─── RECORDS FOR THIS EXERCISE ───

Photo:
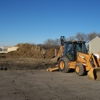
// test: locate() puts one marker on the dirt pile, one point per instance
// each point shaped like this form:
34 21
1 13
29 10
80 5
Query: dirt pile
30 50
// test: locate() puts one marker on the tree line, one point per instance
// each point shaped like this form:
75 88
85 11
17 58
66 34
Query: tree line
55 43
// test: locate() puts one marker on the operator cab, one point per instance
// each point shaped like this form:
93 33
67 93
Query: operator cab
72 47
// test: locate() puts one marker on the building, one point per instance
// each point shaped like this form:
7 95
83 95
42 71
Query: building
94 45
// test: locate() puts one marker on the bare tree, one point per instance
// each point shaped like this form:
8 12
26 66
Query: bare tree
81 37
91 36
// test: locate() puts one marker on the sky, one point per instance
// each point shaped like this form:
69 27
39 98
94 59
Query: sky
35 21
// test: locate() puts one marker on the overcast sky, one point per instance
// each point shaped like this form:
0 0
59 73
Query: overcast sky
34 21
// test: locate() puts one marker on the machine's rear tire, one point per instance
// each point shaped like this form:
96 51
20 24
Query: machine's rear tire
63 64
79 69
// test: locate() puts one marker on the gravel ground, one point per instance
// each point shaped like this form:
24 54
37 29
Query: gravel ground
43 85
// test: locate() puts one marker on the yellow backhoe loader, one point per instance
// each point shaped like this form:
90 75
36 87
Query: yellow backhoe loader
73 55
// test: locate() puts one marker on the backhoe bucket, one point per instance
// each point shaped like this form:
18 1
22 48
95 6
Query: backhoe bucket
94 73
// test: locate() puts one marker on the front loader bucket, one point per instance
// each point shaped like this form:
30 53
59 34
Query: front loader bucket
54 60
94 73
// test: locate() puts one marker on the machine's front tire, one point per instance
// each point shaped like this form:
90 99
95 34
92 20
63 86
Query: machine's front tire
79 69
63 64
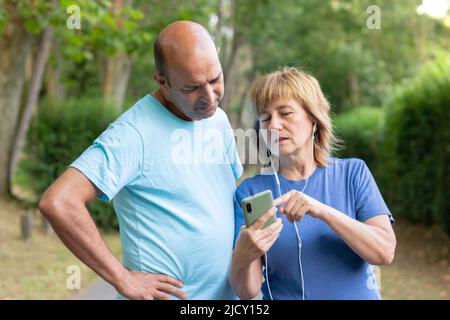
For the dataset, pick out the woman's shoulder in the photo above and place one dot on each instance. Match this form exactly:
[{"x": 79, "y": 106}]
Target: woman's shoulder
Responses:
[
  {"x": 349, "y": 167},
  {"x": 346, "y": 162}
]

───

Reproduce the lines of the data that run from the one containing "overcast sky, one point per instance" to the final line, both included, exactly as they appear and without the pictures.

// test: locate() puts one marker on the overcast sky, one point per instance
// each point shaped like this form:
0 0
59 73
Query: overcast sky
34 21
// test: locate() puts one marker on the machine's rear tire, one point per instance
// each point shaped like this form:
96 51
20 24
Query: machine's rear tire
63 64
79 69
// test: locate() puts one marker on the gravel ground, one point per instance
// each point shaped like this form:
24 54
37 29
Query: gravel ground
43 85
// test: locate() puts one marker on the yellow backhoe loader, one point per instance
// each point shaped like this form:
90 75
36 87
Query: yellow backhoe loader
73 55
// test: locate() puts one marker on the backhoe bucket, one point per instance
// each point shaped like this form:
18 1
22 48
95 6
Query: backhoe bucket
94 73
// test: locate() puts one marker on the front loader bucket, one point per instance
// each point shaped like this form:
30 53
59 34
Query: front loader bucket
54 60
94 73
// test: locate() puts one marker on the machine's front tire, one point per instance
// each point shaped like this form:
90 99
95 34
92 20
63 86
Query: machine's front tire
79 69
63 64
For the dataset, pick out the woman's shoulder in the photo above and place one dot on each instance. Match this form exactly:
[{"x": 79, "y": 106}]
Target: woman's shoulder
Responses:
[
  {"x": 349, "y": 167},
  {"x": 346, "y": 162}
]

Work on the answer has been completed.